Supplied material:
(begin)

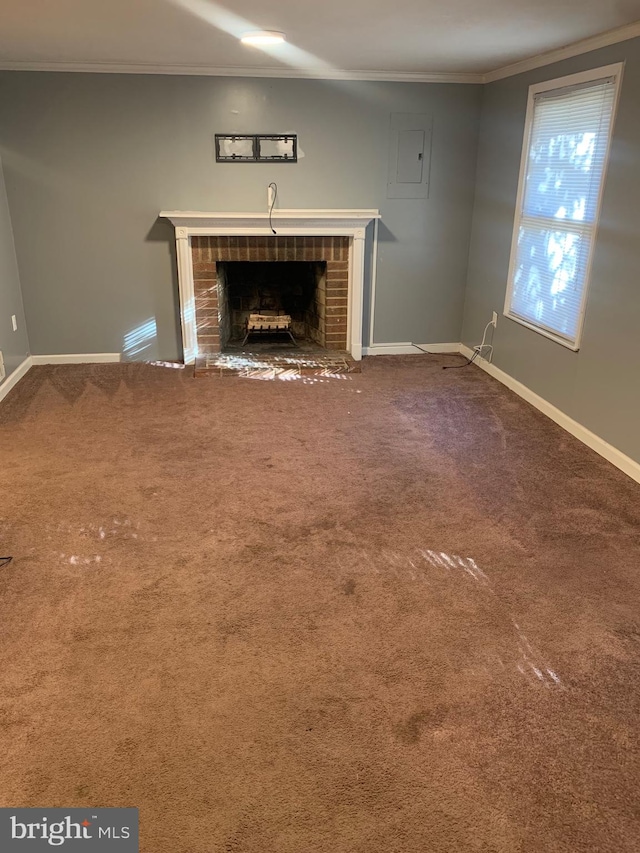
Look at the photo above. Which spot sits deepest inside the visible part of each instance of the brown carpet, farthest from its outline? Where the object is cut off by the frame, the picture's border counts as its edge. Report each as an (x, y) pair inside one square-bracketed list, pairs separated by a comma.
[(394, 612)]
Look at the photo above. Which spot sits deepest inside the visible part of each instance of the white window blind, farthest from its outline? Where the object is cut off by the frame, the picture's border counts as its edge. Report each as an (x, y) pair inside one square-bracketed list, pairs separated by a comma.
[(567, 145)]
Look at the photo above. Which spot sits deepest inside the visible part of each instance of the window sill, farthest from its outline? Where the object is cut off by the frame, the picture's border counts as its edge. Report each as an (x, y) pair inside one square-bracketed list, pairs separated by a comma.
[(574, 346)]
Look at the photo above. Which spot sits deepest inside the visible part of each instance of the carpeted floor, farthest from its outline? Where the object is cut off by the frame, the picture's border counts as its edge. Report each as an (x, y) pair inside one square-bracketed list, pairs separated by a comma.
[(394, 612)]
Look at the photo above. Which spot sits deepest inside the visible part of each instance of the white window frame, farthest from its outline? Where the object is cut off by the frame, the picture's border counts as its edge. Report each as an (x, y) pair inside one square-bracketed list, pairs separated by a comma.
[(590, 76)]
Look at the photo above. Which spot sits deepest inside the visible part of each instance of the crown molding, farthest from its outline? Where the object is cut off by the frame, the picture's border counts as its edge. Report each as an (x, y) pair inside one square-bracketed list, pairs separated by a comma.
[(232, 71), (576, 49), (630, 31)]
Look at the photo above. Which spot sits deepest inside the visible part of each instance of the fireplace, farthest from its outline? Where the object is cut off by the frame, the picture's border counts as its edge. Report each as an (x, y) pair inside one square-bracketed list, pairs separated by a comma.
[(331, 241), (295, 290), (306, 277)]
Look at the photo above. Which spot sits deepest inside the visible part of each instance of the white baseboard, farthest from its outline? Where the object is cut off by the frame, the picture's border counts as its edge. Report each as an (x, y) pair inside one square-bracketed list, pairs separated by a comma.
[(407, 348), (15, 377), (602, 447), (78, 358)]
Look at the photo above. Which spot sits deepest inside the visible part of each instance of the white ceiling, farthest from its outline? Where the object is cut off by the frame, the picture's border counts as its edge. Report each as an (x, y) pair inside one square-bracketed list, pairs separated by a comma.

(end)

Given request: Rewrite all of the records, changing "deepest" to "most central" wherever it occurs and keeping everything else unchanged. Leave the pictures out.

Response below:
Look at the photo above. Which spot sits most central inside the visible part of each instance of the brown carpet, farthest from its outline? Where the object is cut off by the frame, the picture's border counts as its edge. Report each as an (x, y) pair inside one square-bracketed list, pairs separated by a comma.
[(394, 612)]
Look at the photo above. Which spot sits most central inside the visible part of each instance of the white window blind, farthest from its outline? Where the object is cut off by the frame, the picture's border counts as its edge. Report each as an (x, y) pair inside one square-bracketed list, pairs separated by a comma.
[(567, 145)]
Look at the photo above. Which spot sits most central inside the visible part of each instance of the window sill, farthest from its outline? Where the object is cut off by the frame, the picture's border counts as its edge. Report each as an (x, y) pair inside one square-bracketed list, pairs separated by a comma.
[(574, 346)]
Look at the photo above. Which spot sits most central inside the visible part of each instance of the carpeted floor, farthest from its outline? Where the object is cut off by the frame, the picture's border counts as its edge. Report each as an (x, y) pair inside one square-bracketed list, pairs separated by a comma.
[(394, 612)]
Look at the photo above. Which spot sits most central inside the visible part of each instance of the white window frame, farthest from its outline? Where the object is cut off by the frame, the picture's border counts as its edge. Report each as an (x, y) pair inside one square-bracketed list, pairs separated by a comma.
[(590, 76)]
Look at the photo above. Which spot sits most central inside the visible part of each instance of the crown molding, farthest from its outline? Where the object is cut off by the frame, the picture's border counts as its edge. Report each as an (x, y) pair inside one square-bracketed list, pairs separated by a comma.
[(232, 71), (576, 49), (630, 31)]
Look at the photo above. Which spot sits most central inside the visible part of each instance of the fireplace, farthest from its outline? Where the object is cut off by the frame, the picture's border counts as its edge. Report each as an (x, y) pair inside one square-bracketed list, pairs separated by a comma.
[(331, 241), (295, 290), (306, 277)]
Look at the photo above. Which spot sits most central inside the visible part of each instance of the white baseboard, farthest from its outline? Where the object is cut off by the frame, the picture's border counts as its edge. Report each as an (x, y) pair inside one square-bracketed list, pairs separated by a comma.
[(407, 348), (15, 377), (602, 447), (78, 358)]
Look at the photo above. Which spot sits most central inside the visible part of each instance of the white ceiling, farthest from its outline? Where the object is cut off by the frame, the picture's border counts as its edge. Report each as an (x, y) pair inside one square-bracketed list, pairs separated by a comma.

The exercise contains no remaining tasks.